--- Exercice écrit 1 ---
Présentez sous forme de liste JSON de chaînes, à raison d'une chaîne par ligne et sans les lignes vides, le passage des enregistrements qui va de leur début jusqu'à la ligne contenant « M48 60L47 59L41 », celle-ci comprise. Laissez les images hors de votre réponse.

--- Section de texte ---
Selon presque tous les programmes de traitement pour les enfants de ce genre, il est essentiel qu'ils assument la responsabilité de leurs actes et non pas simplement qu'ils sachent ce qu'ils ont fait.
M. Gallaway: Madame Scarth, je suis bien d'accord avec votre éditorial au sujet des camps pour recrues militaires.
Des voix: Oh, oh.
M. Gallaway: Par ailleurs, comme vous le savez et comme vous l'avez dit vous-même, le Canadien a maintenant une perception tout à fait nouvelle de la jeunesse et du crime chez les jeunes. C'est une approche qui semble gagner en popularité en Ontario. Y a-t-il des preuves concrètes que ce genre d'expérience en rase campagne - je parle ici des camps style militaire - peut avoir des résultats utiles outre le fait de les soustraire à la société pour une période déterminée?
Mme Scarth: Je ne le pense pas. J'ai vu seulement une évaluation ou deux qui montrent même une légère amélioration dans le comportement à court terme des adolescents et parmi ceux que j'ai mentionnés, ceux dont le comportement s'est amélioré avaient aussi suivi un programme de réadaptation, d'éducation, avec la participation de la famille et assorti d'un suivi. Je ne pense donc pas que ce soit le camp lui-même qui ait amélioré le comportement de ces adolescents. Je pense que ce sont les autres facteurs.

--- Entrées de données ---
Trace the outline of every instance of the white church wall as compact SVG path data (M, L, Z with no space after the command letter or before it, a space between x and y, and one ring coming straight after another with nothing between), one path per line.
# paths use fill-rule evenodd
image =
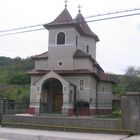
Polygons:
M88 58L74 59L73 67L74 67L74 69L85 69L86 68L90 71L93 71L93 63Z
M87 45L89 46L89 54L96 59L96 41L91 37L81 36L80 49L87 53Z
M90 80L90 100L94 102L96 100L96 80L93 77L91 77Z
M49 50L48 69L70 70L73 69L73 46L53 46ZM59 65L62 62L62 65Z
M55 28L49 31L49 47L57 45L57 34L59 32L65 33L65 44L73 45L76 44L76 35L79 33L75 30L74 27L66 27L66 28Z
M48 60L47 59L41 59L35 61L35 69L36 70L46 70L48 67Z
M64 76L64 79L70 81L77 87L77 100L90 102L90 76ZM80 80L84 80L84 88L80 89Z
M99 83L98 92L112 92L112 83L107 83L107 82Z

--- Exercice écrit 2 ---
Dans le passage sur les camps de style militaire, qu'avaient également suivi les adolescents dont le comportement s'était amélioré ?

--- Corrigé écrit 1 ---
[
  "Trace the outline of every instance of the white church wall as compact SVG path data (M, L, Z with no space after the command letter or before it, a space between x and y, and one ring coming straight after another with nothing between), one path per line.",
  "# paths use fill-rule evenodd",
  "image =",
  "Polygons:",
  "M88 58L74 59L73 67L74 67L74 69L85 69L86 68L90 71L93 71L93 63Z",
  "M87 45L89 46L89 54L96 59L96 41L91 37L81 36L80 49L87 53Z",
  "M90 80L90 100L94 102L96 100L96 80L93 77L91 77Z",
  "M49 50L48 69L70 70L73 69L73 46L53 46ZM59 65L62 62L62 65Z",
  "M55 28L49 31L49 47L57 45L57 34L59 32L65 33L65 44L73 45L76 44L76 35L79 33L75 30L74 27L66 27L66 28Z",
  "M48 60L47 59L41 59L35 61L35 69L36 70L46 70L48 67Z"
]

--- Corrigé écrit 2 ---
Un programme de réadaptation et d'éducation, avec la participation de la famille et assorti d'un suivi.